*TASK PROMPT*. Reproduce the entries verbatim from their first line through the line holding "box: [328, 723, 467, 753]", both included. Omit the pictures from your output.

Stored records
#####
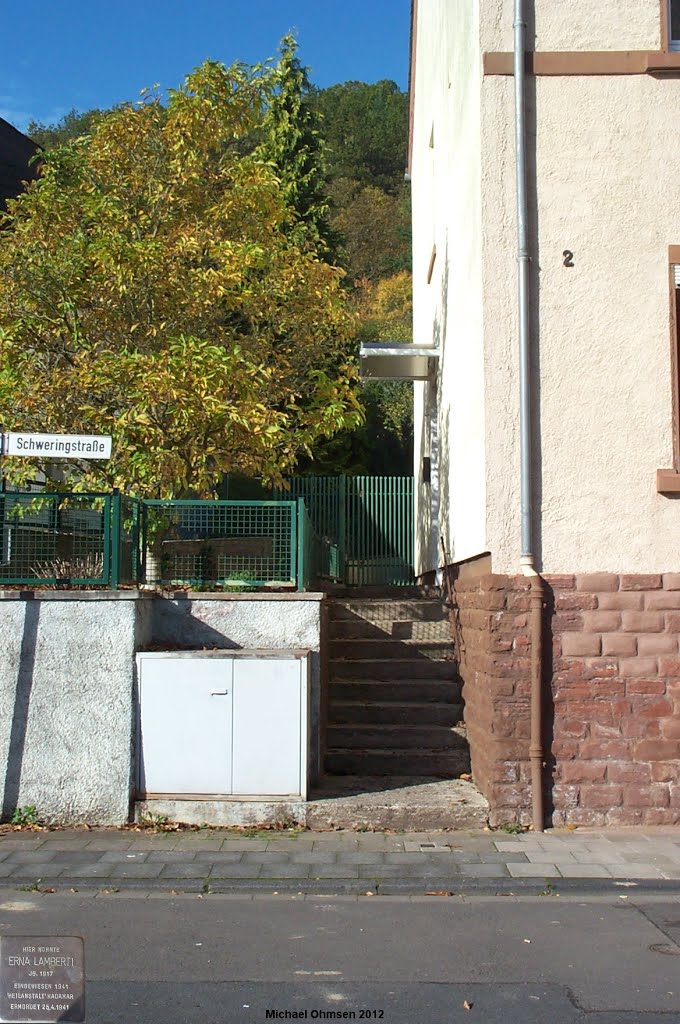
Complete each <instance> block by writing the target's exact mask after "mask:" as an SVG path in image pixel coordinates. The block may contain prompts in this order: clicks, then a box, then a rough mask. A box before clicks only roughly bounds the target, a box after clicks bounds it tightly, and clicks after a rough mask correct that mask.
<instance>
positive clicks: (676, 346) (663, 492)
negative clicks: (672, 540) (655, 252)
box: [656, 246, 680, 495]
mask: <svg viewBox="0 0 680 1024" xmlns="http://www.w3.org/2000/svg"><path fill="white" fill-rule="evenodd" d="M677 265H680V246H669V250H668V285H669V321H670V327H671V385H672V388H671V390H672V396H673V467H672V469H657V470H656V490H657V492H658V493H660V494H666V495H669V494H680V288H677V287H676V284H675V270H674V267H675V266H677Z"/></svg>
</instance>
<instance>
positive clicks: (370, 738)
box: [328, 723, 467, 753]
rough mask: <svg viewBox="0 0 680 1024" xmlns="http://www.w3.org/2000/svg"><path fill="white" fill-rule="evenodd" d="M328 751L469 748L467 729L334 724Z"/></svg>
mask: <svg viewBox="0 0 680 1024" xmlns="http://www.w3.org/2000/svg"><path fill="white" fill-rule="evenodd" d="M328 746H329V750H332V751H334V750H345V751H347V750H352V751H353V750H356V751H367V750H370V751H398V752H400V753H406V752H407V751H411V750H418V751H422V750H425V751H460V750H467V739H466V738H465V730H464V729H462V730H460V731H459V730H457V729H456V728H455V727H452V726H445V725H383V724H381V725H376V724H375V723H370V724H362V725H356V724H352V725H331V726H330V727H329V730H328Z"/></svg>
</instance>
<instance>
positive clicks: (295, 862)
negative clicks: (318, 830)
mask: <svg viewBox="0 0 680 1024" xmlns="http://www.w3.org/2000/svg"><path fill="white" fill-rule="evenodd" d="M335 858H336V855H335V853H331V852H330V851H329V852H328V853H327V852H323V851H321V850H311V851H310V852H309V853H294V854H293V855H292V856H291V862H292V863H293V864H334V863H335Z"/></svg>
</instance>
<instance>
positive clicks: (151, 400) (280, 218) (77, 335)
mask: <svg viewBox="0 0 680 1024" xmlns="http://www.w3.org/2000/svg"><path fill="white" fill-rule="evenodd" d="M267 90H268V81H267V73H265V72H262V71H260V70H257V69H248V68H245V67H244V66H235V67H232V68H230V69H225V68H224V67H223V66H221V65H219V63H216V62H213V61H206V62H205V63H204V65H202V66H201V68H199V69H197V70H196V71H195V72H194V73H193V74H192V75H189V76H188V77H187V79H186V80H185V82H184V84H183V85H182V86H180V87H179V88H178V89H177V90H174V91H172V92H171V93H170V95H169V98H168V101H167V103H166V105H165V106H163V105H162V104H161V102H160V100H159V98H158V97H157V96H155V95H151V96H147V97H146V98H145V99H144V100H142V101H140V102H138V103H136V104H126V105H124V106H122V108H119V109H117V110H116V111H114V112H112V113H110V114H108V115H105V116H102V117H101V118H100V119H97V121H96V124H95V125H94V126H93V129H92V131H91V134H89V135H85V136H82V137H80V138H77V139H76V140H74V141H72V142H70V143H68V144H67V145H63V146H60V147H58V148H55V150H52V151H49V152H47V154H46V156H45V167H44V171H43V174H42V176H41V178H40V179H39V181H38V182H36V183H35V184H34V185H33V186H32V187H31V188H30V189H29V191H28V193H27V194H25V195H24V196H22V197H20V198H19V199H18V200H16V201H15V202H13V203H11V204H10V209H9V212H8V215H7V217H6V218H5V226H6V227H8V228H9V229H8V230H6V231H5V232H4V236H3V245H2V247H1V248H0V419H1V420H2V422H3V424H4V426H5V427H13V428H15V429H22V430H54V431H69V432H72V431H73V432H82V433H98V432H102V433H111V434H113V437H114V449H113V456H112V459H111V461H110V462H109V463H97V464H96V465H93V464H87V463H82V464H80V466H78V467H77V469H76V472H75V474H74V476H73V477H72V479H71V480H69V481H67V482H68V483H70V484H71V485H73V484H74V483H75V484H76V485H77V486H78V487H80V488H92V487H101V486H111V485H116V486H120V487H122V488H127V489H130V490H132V492H133V493H136V494H139V495H154V496H161V497H171V496H174V497H181V496H186V495H199V496H203V495H209V494H211V493H213V492H214V489H215V487H216V485H217V483H218V481H219V480H220V478H221V477H222V475H223V474H224V473H225V472H229V471H237V472H242V473H246V474H247V475H261V476H262V477H263V478H264V479H265V480H271V481H277V480H280V479H281V477H282V475H283V474H285V473H287V472H290V471H291V470H292V469H293V468H294V467H295V465H296V463H297V461H298V459H299V458H300V457H301V456H303V455H305V454H307V453H309V452H310V451H311V450H312V447H313V445H314V443H316V441H317V440H318V438H322V437H330V436H332V435H333V434H334V433H336V432H338V431H339V430H340V429H342V428H345V427H347V426H351V425H353V424H355V423H356V422H358V420H359V419H360V411H359V407H358V403H357V400H356V396H355V387H354V377H355V371H354V368H353V366H352V361H351V359H350V358H349V357H348V352H349V349H350V341H351V338H352V336H353V333H354V330H355V329H354V322H353V317H352V315H351V314H350V312H349V311H348V309H347V305H346V300H345V297H344V295H343V292H342V290H341V288H340V278H341V272H340V271H339V270H337V269H335V268H334V267H332V266H330V265H329V264H328V263H327V262H325V261H324V260H322V259H320V258H318V255H317V253H316V252H315V251H314V249H313V247H311V246H310V245H309V242H308V240H305V241H304V244H302V242H301V240H300V239H296V238H295V236H294V233H291V232H290V231H289V230H287V229H286V227H287V225H289V224H290V221H291V217H292V213H291V209H290V206H289V204H288V202H287V196H286V193H285V189H284V188H282V186H281V183H280V182H279V180H278V179H277V177H275V176H274V174H273V173H272V171H271V169H270V168H269V167H268V166H266V165H265V164H263V163H262V162H261V161H260V160H258V159H256V157H255V156H254V155H252V154H251V155H250V156H249V155H246V156H244V155H243V148H244V146H243V140H244V138H246V137H248V136H249V135H251V134H252V133H253V132H254V131H255V130H256V129H257V128H258V126H259V125H260V124H261V119H262V113H263V110H264V109H265V105H266V101H267V98H268V91H267ZM34 466H35V464H34ZM40 468H42V469H43V470H45V472H47V473H48V474H49V473H50V472H51V467H50V466H49V465H43V466H42V467H40ZM6 472H7V475H8V477H9V478H11V479H14V480H16V481H17V482H20V480H22V474H26V472H27V465H26V463H24V462H22V461H19V460H16V461H14V462H13V463H12V461H11V460H7V465H6Z"/></svg>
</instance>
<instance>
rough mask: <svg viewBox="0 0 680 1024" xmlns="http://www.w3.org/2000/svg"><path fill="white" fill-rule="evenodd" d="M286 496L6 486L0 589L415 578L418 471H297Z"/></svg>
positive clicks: (237, 587) (243, 585)
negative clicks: (194, 493) (139, 493)
mask: <svg viewBox="0 0 680 1024" xmlns="http://www.w3.org/2000/svg"><path fill="white" fill-rule="evenodd" d="M284 495H285V496H286V497H285V498H284V497H283V496H284ZM277 497H278V500H267V501H263V500H251V501H140V500H138V499H134V498H130V497H127V496H124V495H120V494H118V493H116V492H115V493H114V494H112V495H103V494H86V495H80V494H66V495H60V494H47V493H41V494H35V493H32V494H28V493H22V494H14V493H9V492H7V493H1V494H0V525H1V526H2V550H1V551H0V585H1V584H3V583H4V584H7V585H27V586H31V585H42V586H79V587H111V588H113V589H117V588H118V587H121V586H137V585H139V584H151V585H162V586H168V585H169V586H172V585H178V586H188V587H193V588H197V589H198V588H206V587H212V586H217V587H222V588H228V589H232V590H236V589H244V590H246V589H249V588H259V587H273V588H275V587H297V588H298V589H300V590H303V589H309V588H310V587H313V586H316V585H317V583H318V582H320V581H322V582H323V581H324V580H326V581H328V580H332V581H338V582H341V583H344V584H347V585H359V586H377V585H382V586H385V585H391V586H394V585H397V586H398V585H408V584H411V583H413V580H414V572H413V478H412V477H373V476H355V477H349V476H325V477H318V476H309V477H297V478H294V479H292V480H291V481H290V489H289V490H281V492H279V493H278V495H277Z"/></svg>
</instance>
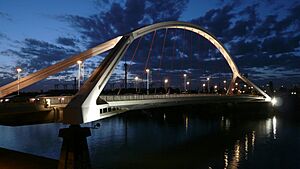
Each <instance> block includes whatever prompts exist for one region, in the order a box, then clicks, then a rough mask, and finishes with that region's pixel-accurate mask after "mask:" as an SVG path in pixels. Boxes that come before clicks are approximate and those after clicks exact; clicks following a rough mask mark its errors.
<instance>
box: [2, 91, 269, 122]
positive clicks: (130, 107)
mask: <svg viewBox="0 0 300 169" xmlns="http://www.w3.org/2000/svg"><path fill="white" fill-rule="evenodd" d="M72 98H73V96H52V97H40V98H35V102H34V103H23V104H20V103H13V102H12V103H1V104H0V107H2V108H1V109H0V123H2V122H1V121H5V122H7V123H10V122H9V121H7V118H9V119H11V120H12V122H11V123H13V122H14V121H15V120H16V119H18V120H20V121H22V120H28V118H29V116H32V117H34V118H37V116H35V115H38V117H39V118H41V119H42V121H43V122H62V120H63V113H64V108H65V107H66V106H67V104H68V103H69V102H70V101H71V99H72ZM100 98H101V99H102V100H104V101H105V102H102V104H100V105H98V106H99V107H97V108H96V109H95V113H99V114H100V119H104V118H108V117H111V116H114V115H117V114H120V113H124V112H126V111H129V110H141V109H149V108H159V107H171V106H179V105H193V104H219V103H233V104H238V103H251V102H256V103H257V102H265V103H268V102H267V101H265V98H263V97H260V96H253V95H236V96H227V95H217V94H165V95H101V96H100ZM34 114H35V115H34ZM41 114H44V115H43V116H41ZM5 118H6V119H5ZM34 118H32V119H31V118H29V120H35V121H36V120H37V119H34Z"/></svg>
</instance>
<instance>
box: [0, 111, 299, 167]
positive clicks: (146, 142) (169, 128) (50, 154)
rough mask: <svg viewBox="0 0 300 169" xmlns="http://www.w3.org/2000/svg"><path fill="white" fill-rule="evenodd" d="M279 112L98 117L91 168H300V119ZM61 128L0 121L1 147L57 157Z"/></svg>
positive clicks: (194, 112) (43, 125) (155, 113)
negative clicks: (4, 123)
mask: <svg viewBox="0 0 300 169" xmlns="http://www.w3.org/2000/svg"><path fill="white" fill-rule="evenodd" d="M246 117H247V116H246ZM280 117H281V116H280V114H276V113H275V114H274V115H272V116H269V117H265V118H251V119H248V118H236V117H233V116H230V117H226V116H222V115H214V116H203V114H201V113H200V114H199V113H197V112H184V111H182V112H168V113H163V112H157V113H155V112H154V113H153V112H152V113H149V112H144V111H141V112H133V113H127V114H123V115H120V116H116V117H112V118H109V119H105V120H101V121H100V123H101V127H100V128H98V129H91V133H92V136H91V137H88V144H89V151H90V157H91V163H92V166H93V168H96V169H97V168H99V169H102V168H103V169H113V168H180V169H185V168H187V169H193V168H200V169H201V168H205V169H207V168H233V169H234V168H241V169H242V168H245V169H248V168H264V169H265V168H270V169H277V168H282V169H285V168H290V169H292V168H295V169H296V168H300V123H299V122H298V121H297V120H291V119H286V118H280ZM93 125H94V124H87V125H86V126H93ZM64 127H67V126H66V125H62V124H40V125H31V126H22V127H7V126H0V133H1V139H0V147H3V148H8V149H13V150H17V151H21V152H27V153H31V154H36V155H40V156H45V157H50V158H55V159H58V158H59V154H60V147H61V144H62V139H61V138H59V137H58V131H59V129H60V128H64Z"/></svg>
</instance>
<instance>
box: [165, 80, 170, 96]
mask: <svg viewBox="0 0 300 169" xmlns="http://www.w3.org/2000/svg"><path fill="white" fill-rule="evenodd" d="M164 82H165V90H166V92H167V93H168V91H167V89H168V88H167V87H168V83H169V80H168V79H165V81H164Z"/></svg>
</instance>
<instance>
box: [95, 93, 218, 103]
mask: <svg viewBox="0 0 300 169" xmlns="http://www.w3.org/2000/svg"><path fill="white" fill-rule="evenodd" d="M215 95H218V94H164V95H100V98H101V99H103V100H105V101H125V100H147V99H172V98H182V97H199V96H215Z"/></svg>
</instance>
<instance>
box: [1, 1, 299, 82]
mask: <svg viewBox="0 0 300 169" xmlns="http://www.w3.org/2000/svg"><path fill="white" fill-rule="evenodd" d="M299 18H300V3H299V1H296V0H291V1H284V0H282V1H280V0H266V1H258V0H257V1H243V0H237V1H226V0H212V1H209V2H208V1H204V0H190V1H188V0H169V1H157V0H147V1H142V0H120V1H113V0H98V1H97V0H86V1H83V0H65V1H61V0H49V1H39V0H28V1H17V0H10V1H5V0H0V23H1V26H0V59H1V62H0V81H1V82H0V84H1V85H3V84H5V83H7V82H9V81H12V80H13V79H15V78H16V76H15V68H16V67H18V66H20V67H22V68H23V70H24V71H23V76H24V75H26V74H27V73H31V72H34V71H36V70H39V69H41V68H43V67H46V66H48V65H51V64H53V63H55V62H57V61H59V60H62V59H64V58H67V57H68V56H70V55H72V54H76V53H79V52H81V51H84V50H86V49H88V48H89V47H92V46H95V45H97V44H99V43H101V42H104V41H106V40H108V39H110V38H113V37H115V36H117V35H122V34H124V33H126V32H129V31H130V30H133V29H135V28H138V27H141V26H144V25H147V24H151V23H156V22H160V21H170V20H179V21H187V22H192V23H194V24H197V25H199V26H201V27H203V28H205V29H207V30H208V31H210V32H211V33H213V34H214V35H215V36H216V37H217V38H218V39H219V40H220V41H221V42H222V43H224V44H225V46H226V47H227V48H228V50H229V52H230V53H231V55H232V56H233V58H234V60H235V62H236V63H237V65H238V67H239V68H240V71H241V72H242V73H247V74H248V75H249V79H251V80H253V81H255V82H257V83H265V82H268V81H270V80H273V81H274V82H275V83H277V84H278V85H281V84H283V83H284V84H288V85H293V84H299V83H300V80H299V79H300V43H299V41H300V31H299V30H300V21H299ZM163 35H164V32H163V31H160V32H158V33H157V37H156V39H155V44H156V45H154V49H153V52H152V53H151V56H152V59H151V62H152V63H151V65H152V68H153V69H155V68H156V69H157V68H158V66H157V64H158V63H159V61H158V60H159V58H160V55H161V52H160V51H161V46H162V45H161V44H162V39H163ZM167 35H168V36H167V37H168V38H167V42H166V43H167V44H166V48H165V54H164V55H165V56H164V57H165V58H164V59H165V60H163V62H164V64H163V66H162V67H161V68H162V69H163V71H162V72H160V73H161V74H163V76H166V77H167V76H170V77H172V78H173V79H176V75H175V74H181V73H182V72H183V71H186V72H187V73H189V74H190V78H191V80H192V81H194V84H196V83H199V82H198V81H197V79H199V81H201V79H205V77H206V76H211V77H216V79H217V78H218V77H219V78H227V77H228V75H229V74H228V73H230V71H229V69H228V68H227V66H226V63H225V61H224V59H223V58H222V57H221V56H220V54H219V53H218V52H217V51H216V50H215V49H214V47H212V46H211V45H210V44H209V43H208V42H206V41H205V40H204V39H201V38H199V37H197V36H196V35H193V34H190V33H188V32H185V31H174V30H170V31H169V33H168V34H167ZM174 37H178V38H174ZM151 38H152V34H150V35H148V36H146V37H144V39H143V40H142V41H141V46H140V48H139V50H141V51H140V52H138V54H137V55H141V56H140V58H137V59H136V60H134V64H133V66H132V72H130V77H131V78H132V77H134V76H136V75H138V76H141V77H142V76H144V75H143V73H142V71H143V67H144V66H143V65H144V64H145V61H144V60H145V58H143V57H142V56H145V55H147V54H148V50H149V43H150V40H151ZM175 39H177V42H175V43H173V42H174V41H175ZM159 44H160V45H159ZM174 44H175V47H174ZM135 46H136V42H135V43H133V44H132V47H131V48H130V49H129V50H128V52H127V54H126V56H127V57H128V58H130V56H131V55H132V53H133V50H134V48H135ZM190 46H192V47H190ZM188 48H189V49H188ZM143 49H144V50H143ZM174 50H175V51H176V52H175V53H176V54H175V56H174V53H172V51H174ZM103 56H104V55H103ZM103 56H98V57H96V58H95V59H89V60H88V61H86V62H85V67H86V71H87V72H91V71H92V68H94V67H96V66H97V65H98V63H99V62H100V60H101V58H102V57H103ZM172 56H173V58H174V59H168V58H171V57H172ZM155 58H158V59H155ZM179 63H180V64H179ZM168 64H169V65H168ZM155 65H156V66H155ZM121 69H122V67H121V66H119V67H118V70H119V71H117V72H116V74H115V76H114V77H120V76H121V75H120V74H121V73H122V72H121V71H120V70H121ZM74 70H75V68H74V67H73V68H70V69H68V70H66V71H64V72H62V73H60V74H59V75H56V76H53V77H50V78H49V79H52V80H53V79H54V80H55V79H70V80H71V78H72V77H73V76H75V75H76V74H75V72H74ZM168 73H169V75H168ZM153 76H155V73H153ZM178 76H179V75H178ZM220 76H221V77H220ZM177 78H178V77H177ZM154 79H155V78H154ZM54 83H56V82H54Z"/></svg>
#####
*EXPECTED ANSWER*.
Complete each <instance> block by writing the target's exact mask after "mask:" as an SVG path in image pixel coordinates. The block may contain prompts in this order: clicks, then a box, then a rough mask. A box before clicks only roughly bounds the target, a box after clicks bounds it tightly, and clicks after a rough mask correct that mask.
<instance>
positive clicks: (676, 346) (663, 492)
negative clicks: (672, 540) (655, 252)
box: [656, 246, 680, 495]
mask: <svg viewBox="0 0 680 1024" xmlns="http://www.w3.org/2000/svg"><path fill="white" fill-rule="evenodd" d="M677 265H680V246H669V250H668V285H669V321H670V327H671V385H672V388H671V390H672V396H673V467H672V469H657V470H656V490H657V492H658V493H660V494H666V495H669V494H680V288H677V287H676V284H675V270H674V267H675V266H677Z"/></svg>
</instance>
<instance>
positive clicks: (370, 738)
box: [328, 723, 467, 753]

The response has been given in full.